SET PROBLEM: Add 18 to every bounding box coordinate in the answers, and write out the rows below again with their requests, from the start of the rows up to and including the line with "[153,0,240,122]". Leave the pictures out of your answer.

Stored data:

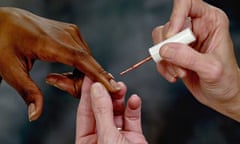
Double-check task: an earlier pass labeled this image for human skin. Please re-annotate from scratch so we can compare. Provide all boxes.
[75,77,147,144]
[0,7,119,121]
[153,0,240,122]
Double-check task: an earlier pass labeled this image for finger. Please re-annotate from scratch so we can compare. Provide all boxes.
[91,83,116,134]
[2,62,43,121]
[76,77,96,139]
[167,0,206,37]
[124,95,142,133]
[46,72,84,98]
[160,43,223,81]
[76,77,96,141]
[157,60,176,83]
[63,24,92,55]
[112,82,127,128]
[34,36,120,93]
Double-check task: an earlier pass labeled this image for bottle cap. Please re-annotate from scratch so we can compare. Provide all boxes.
[149,28,196,63]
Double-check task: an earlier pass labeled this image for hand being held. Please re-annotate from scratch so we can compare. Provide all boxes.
[0,7,118,121]
[76,77,147,144]
[153,0,240,121]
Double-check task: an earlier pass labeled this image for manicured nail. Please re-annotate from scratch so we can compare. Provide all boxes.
[28,103,36,122]
[46,78,56,85]
[91,83,104,96]
[178,69,186,78]
[110,79,122,90]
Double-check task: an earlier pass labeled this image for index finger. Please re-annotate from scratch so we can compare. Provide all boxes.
[167,0,208,37]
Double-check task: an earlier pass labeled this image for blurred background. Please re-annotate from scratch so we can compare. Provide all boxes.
[0,0,240,144]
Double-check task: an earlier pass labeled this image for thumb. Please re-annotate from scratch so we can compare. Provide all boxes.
[160,43,221,80]
[91,83,115,136]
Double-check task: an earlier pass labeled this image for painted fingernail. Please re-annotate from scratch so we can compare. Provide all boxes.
[46,77,56,85]
[91,83,104,97]
[178,69,186,78]
[28,103,36,122]
[110,79,121,90]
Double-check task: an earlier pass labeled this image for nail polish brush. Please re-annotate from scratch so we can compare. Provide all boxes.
[120,28,196,75]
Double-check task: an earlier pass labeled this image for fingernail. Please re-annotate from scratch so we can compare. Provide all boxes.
[160,45,176,61]
[28,103,36,122]
[46,78,56,85]
[178,69,186,78]
[166,23,174,38]
[91,83,104,96]
[110,79,121,90]
[108,73,114,79]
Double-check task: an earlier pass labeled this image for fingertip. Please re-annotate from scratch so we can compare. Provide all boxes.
[128,94,142,110]
[28,96,43,122]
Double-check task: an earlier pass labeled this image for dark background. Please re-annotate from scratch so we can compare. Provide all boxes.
[0,0,240,144]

FINAL ANSWER:
Double-check task: an earlier pass labeled this image for human skin. Please re-annotate from scratch so we can compare. Provide all boxes.
[93,95,165,162]
[18,25,137,139]
[171,18,258,140]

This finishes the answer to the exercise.